Cosa si chiede
Puoi ristampare l'intero elenco qui sotto, riga per riga e senza alcuna modifica?

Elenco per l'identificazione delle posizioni
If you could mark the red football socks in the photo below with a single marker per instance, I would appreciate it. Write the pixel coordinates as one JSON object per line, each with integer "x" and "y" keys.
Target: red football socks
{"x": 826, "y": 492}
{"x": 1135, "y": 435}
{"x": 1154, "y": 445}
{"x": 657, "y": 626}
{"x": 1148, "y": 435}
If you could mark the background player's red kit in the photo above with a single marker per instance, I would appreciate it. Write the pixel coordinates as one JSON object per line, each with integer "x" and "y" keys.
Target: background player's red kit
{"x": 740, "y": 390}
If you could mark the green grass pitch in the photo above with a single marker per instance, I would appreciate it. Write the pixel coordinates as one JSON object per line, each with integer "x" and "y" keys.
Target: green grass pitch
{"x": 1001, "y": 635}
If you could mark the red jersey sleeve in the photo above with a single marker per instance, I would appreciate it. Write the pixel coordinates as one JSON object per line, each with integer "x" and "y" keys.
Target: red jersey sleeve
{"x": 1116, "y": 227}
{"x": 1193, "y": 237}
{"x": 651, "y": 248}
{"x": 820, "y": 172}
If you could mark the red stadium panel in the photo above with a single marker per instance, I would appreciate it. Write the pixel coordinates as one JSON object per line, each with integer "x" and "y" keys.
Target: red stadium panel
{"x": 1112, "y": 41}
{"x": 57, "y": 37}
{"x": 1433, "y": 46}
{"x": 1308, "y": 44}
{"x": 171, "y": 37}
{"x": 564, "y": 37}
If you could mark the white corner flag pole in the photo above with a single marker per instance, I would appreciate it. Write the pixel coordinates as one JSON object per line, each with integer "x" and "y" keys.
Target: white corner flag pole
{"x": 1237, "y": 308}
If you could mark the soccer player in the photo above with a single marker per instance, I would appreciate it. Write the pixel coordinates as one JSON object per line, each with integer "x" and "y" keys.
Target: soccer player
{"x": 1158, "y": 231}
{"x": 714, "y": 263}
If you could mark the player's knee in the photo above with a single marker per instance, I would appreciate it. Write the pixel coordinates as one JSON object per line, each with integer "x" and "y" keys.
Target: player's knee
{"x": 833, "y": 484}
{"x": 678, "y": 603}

Risposta
If you could mark the red football socks in the photo below with a single marker per instance, I would appreciate it. Write the pixel coordinates as one JSON object per line, each with integer "x" and "y" keys.
Target: red football socks
{"x": 826, "y": 492}
{"x": 1135, "y": 435}
{"x": 1154, "y": 445}
{"x": 657, "y": 626}
{"x": 1148, "y": 435}
If you could mark the background player's red kit in the photo above with a single marker per instance, I would appreciate it. Write the pixel coordinates as one JSON object per line, each with integer "x" and "y" keys.
Target: background player's red kit
{"x": 740, "y": 390}
If you could mark the green grass pitch in the photo above with a single marker per instance, I would appreciate it. Write the pixel coordinates as one JSON object per line, each with integer "x" and "y" keys.
Target: green grass pitch
{"x": 1001, "y": 635}
If you could mark the red jersey sleeve in the photo above with a single marker per instance, I would appreciate it. Write the pixel coordinates as one JSON object per line, each with integer "x" and "y" keys.
Target: red jersey sleeve
{"x": 1116, "y": 227}
{"x": 1193, "y": 237}
{"x": 651, "y": 248}
{"x": 820, "y": 172}
If you could mark the red stadium panel in the photo above with a single marker per instance, I would appreciate it. Write the pixel coordinates as one JSON object per line, each with integer "x" and "y" keys.
Target: red stadium panel
{"x": 1112, "y": 41}
{"x": 57, "y": 37}
{"x": 1433, "y": 46}
{"x": 1308, "y": 44}
{"x": 171, "y": 37}
{"x": 564, "y": 37}
If you could mark the white corner flag pole in the photo above with a single marker per instance, I would appreciate it. Write the pixel coordinates as one JSON object per line, each with integer "x" and "y" keys.
Target: white corner flag pole
{"x": 1237, "y": 308}
If you could mark the soccer player in the photo above with a single marker per instance, I would appreciate it. Write the pixel coordinates as one JSON object per line, each with integer "x" and "y" keys.
Target: soccer player
{"x": 1158, "y": 231}
{"x": 714, "y": 263}
If you could mark the player's knee in the photo above with a single marker per instance, I would appreciate it. Write the pixel coordinates as one JSON object per line, each with integer "x" and "y" keys.
Target: player's knee
{"x": 833, "y": 484}
{"x": 678, "y": 603}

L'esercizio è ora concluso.